WHAT YOU ARE ASKED TO DO |
Copy the whole listing below word for word, leaving out the pictures.

DATA RECORDS |

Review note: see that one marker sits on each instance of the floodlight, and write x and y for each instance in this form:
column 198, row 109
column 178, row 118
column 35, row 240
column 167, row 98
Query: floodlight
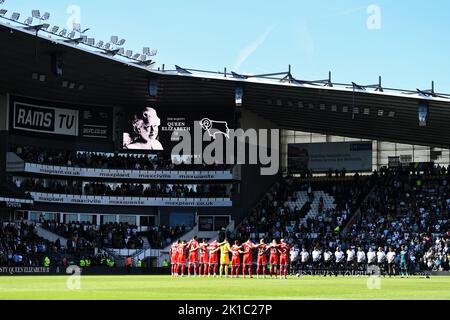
column 15, row 16
column 36, row 14
column 76, row 27
column 29, row 21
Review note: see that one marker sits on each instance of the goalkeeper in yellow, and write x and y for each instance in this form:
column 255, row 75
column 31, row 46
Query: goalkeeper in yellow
column 225, row 250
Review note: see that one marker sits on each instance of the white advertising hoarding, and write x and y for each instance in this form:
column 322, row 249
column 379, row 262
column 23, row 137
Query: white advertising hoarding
column 322, row 157
column 131, row 201
column 127, row 174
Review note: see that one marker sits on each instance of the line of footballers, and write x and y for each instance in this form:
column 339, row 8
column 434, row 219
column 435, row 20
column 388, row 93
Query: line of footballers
column 203, row 258
column 319, row 260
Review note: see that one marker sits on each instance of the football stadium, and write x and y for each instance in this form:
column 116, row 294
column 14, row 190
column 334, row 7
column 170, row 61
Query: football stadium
column 124, row 179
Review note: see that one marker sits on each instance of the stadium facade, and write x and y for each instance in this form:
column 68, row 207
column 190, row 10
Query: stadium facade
column 58, row 94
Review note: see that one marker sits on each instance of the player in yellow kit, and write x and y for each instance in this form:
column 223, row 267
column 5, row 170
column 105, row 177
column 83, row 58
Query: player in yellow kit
column 225, row 250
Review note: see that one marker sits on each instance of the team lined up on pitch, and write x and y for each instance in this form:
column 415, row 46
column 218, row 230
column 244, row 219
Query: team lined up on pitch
column 204, row 258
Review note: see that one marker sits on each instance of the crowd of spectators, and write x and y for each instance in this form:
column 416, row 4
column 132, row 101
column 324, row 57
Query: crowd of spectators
column 398, row 207
column 99, row 160
column 274, row 218
column 21, row 246
column 125, row 189
column 407, row 209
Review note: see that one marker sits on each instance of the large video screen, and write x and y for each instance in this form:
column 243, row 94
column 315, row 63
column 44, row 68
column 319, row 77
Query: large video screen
column 158, row 128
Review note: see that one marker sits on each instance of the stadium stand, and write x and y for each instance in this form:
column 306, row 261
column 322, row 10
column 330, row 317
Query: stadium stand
column 70, row 158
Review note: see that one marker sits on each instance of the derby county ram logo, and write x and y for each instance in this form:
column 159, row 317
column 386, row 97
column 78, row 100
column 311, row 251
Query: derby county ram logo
column 215, row 127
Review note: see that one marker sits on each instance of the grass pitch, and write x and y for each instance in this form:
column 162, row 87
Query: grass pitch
column 168, row 288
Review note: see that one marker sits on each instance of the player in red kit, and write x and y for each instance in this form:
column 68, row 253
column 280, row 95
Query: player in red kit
column 247, row 249
column 235, row 259
column 284, row 250
column 274, row 257
column 213, row 257
column 262, row 258
column 174, row 258
column 193, row 248
column 182, row 250
column 203, row 258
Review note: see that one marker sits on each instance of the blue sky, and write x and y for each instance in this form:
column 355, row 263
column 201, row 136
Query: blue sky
column 410, row 49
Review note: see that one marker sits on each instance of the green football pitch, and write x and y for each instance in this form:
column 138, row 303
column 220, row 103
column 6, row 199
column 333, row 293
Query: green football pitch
column 168, row 288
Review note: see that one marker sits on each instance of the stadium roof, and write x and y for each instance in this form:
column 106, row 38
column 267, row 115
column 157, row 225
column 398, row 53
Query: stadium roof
column 313, row 106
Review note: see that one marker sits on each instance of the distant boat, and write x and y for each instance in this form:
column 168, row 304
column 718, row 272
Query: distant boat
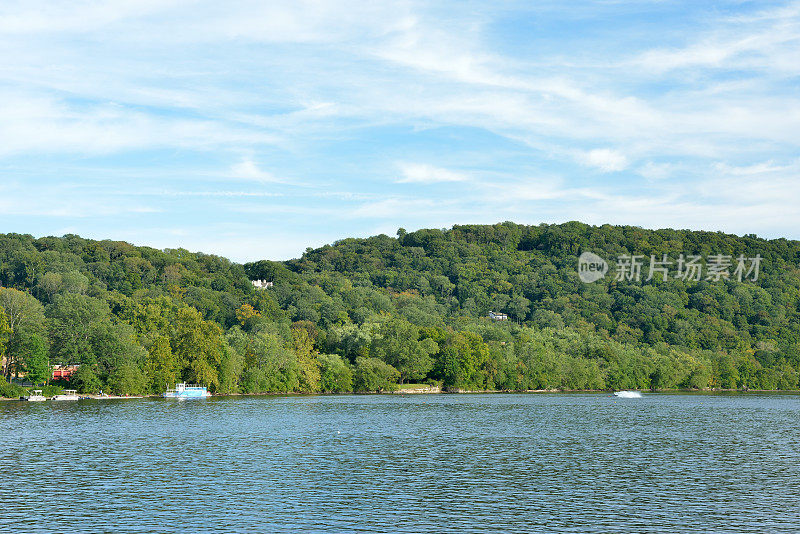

FULL ANSWER |
Review note: see that one marker sits on each instance of the floodlight, and write x and y for each instance in this form:
column 198, row 109
column 178, row 118
column 35, row 240
column 167, row 98
Query: floodlight
column 15, row 16
column 36, row 14
column 76, row 27
column 29, row 21
Review note: see that one marker sits on each instance of the goalkeeper in yellow, and write x and y for each instance in this form:
column 255, row 75
column 31, row 46
Query: goalkeeper in yellow
column 225, row 250
Review note: see that one marker sits on each instance of the white advertising hoarding, and write x and y for each instance in this form:
column 322, row 249
column 379, row 262
column 23, row 137
Query: white advertising hoarding
column 322, row 157
column 131, row 201
column 127, row 174
Review note: see that one marker sits on each instance of the line of footballers, and write x and y for each instance in this form:
column 339, row 8
column 434, row 219
column 435, row 20
column 388, row 93
Query: line of footballers
column 203, row 258
column 319, row 260
Review note: see that one marker sits on each instance of the football stadium, and write x and y for each instance in this form:
column 116, row 294
column 14, row 190
column 334, row 7
column 170, row 61
Query: football stadium
column 124, row 179
Review note: see that one marker sits on each instance of the stadium facade, and write x and y for each instance in this form:
column 68, row 207
column 190, row 10
Query: stadium facade
column 58, row 94
Review note: see that one marker sits on each instance of the player in yellow kit, and write x and y for each instance in this form:
column 223, row 267
column 5, row 170
column 105, row 177
column 83, row 58
Query: player in yellow kit
column 225, row 250
Review note: see that one marker sits on each instance of the team lined up on pitch, and write x and y for each instance in this form:
column 415, row 46
column 218, row 230
column 244, row 219
Query: team lined up on pitch
column 204, row 258
Review note: see that one marker sits on each instance of the crowd of spectators, and write x and y for each instance in this form:
column 416, row 4
column 132, row 101
column 324, row 57
Query: crowd of spectators
column 398, row 207
column 99, row 160
column 274, row 218
column 21, row 246
column 125, row 189
column 407, row 209
Review note: see that one marker sits on each instance of the large video screen, and write x and y for each instance in this form:
column 243, row 94
column 315, row 63
column 44, row 68
column 319, row 77
Query: large video screen
column 158, row 128
Review note: see that one marker sits on each instance of the stadium stand, and write x and y for each instance in this form:
column 306, row 261
column 322, row 10
column 330, row 317
Query: stadium stand
column 70, row 158
Review note: see that one marker sits on each instance of the derby county ram logo, and write x and y for each instance in this form:
column 159, row 317
column 386, row 97
column 78, row 100
column 311, row 251
Query: derby county ram logo
column 215, row 127
Review note: see that one marker sits on each instance of the grass pitch, and write x and y for each instance in this form:
column 162, row 87
Query: grass pitch
column 168, row 288
Review note: see that one marker sits on each instance of the player in red kit, and write x and y for each instance in this form:
column 68, row 253
column 280, row 95
Query: player in red kit
column 247, row 249
column 235, row 259
column 284, row 250
column 274, row 257
column 213, row 257
column 262, row 258
column 174, row 258
column 193, row 248
column 182, row 250
column 203, row 258
Review note: see that one marker sits on each instance of the blue sky, and write x and y for each instance in this form:
column 355, row 263
column 201, row 136
Query: blue sky
column 410, row 49
Review note: see that one marker sits on each instance of the green football pitch, and write x and y for each instance in this form:
column 138, row 303
column 220, row 103
column 6, row 199
column 333, row 293
Query: green football pitch
column 168, row 288
Review note: see that one marker sits on each instance of the stadium roof, and write x and y for each instance in this form:
column 106, row 38
column 267, row 115
column 157, row 225
column 398, row 53
Query: stadium roof
column 313, row 106
Review note: see that one marker sits on each instance of the distant boat, and write x and y for each instance in this form:
column 168, row 304
column 718, row 272
Query: distant boat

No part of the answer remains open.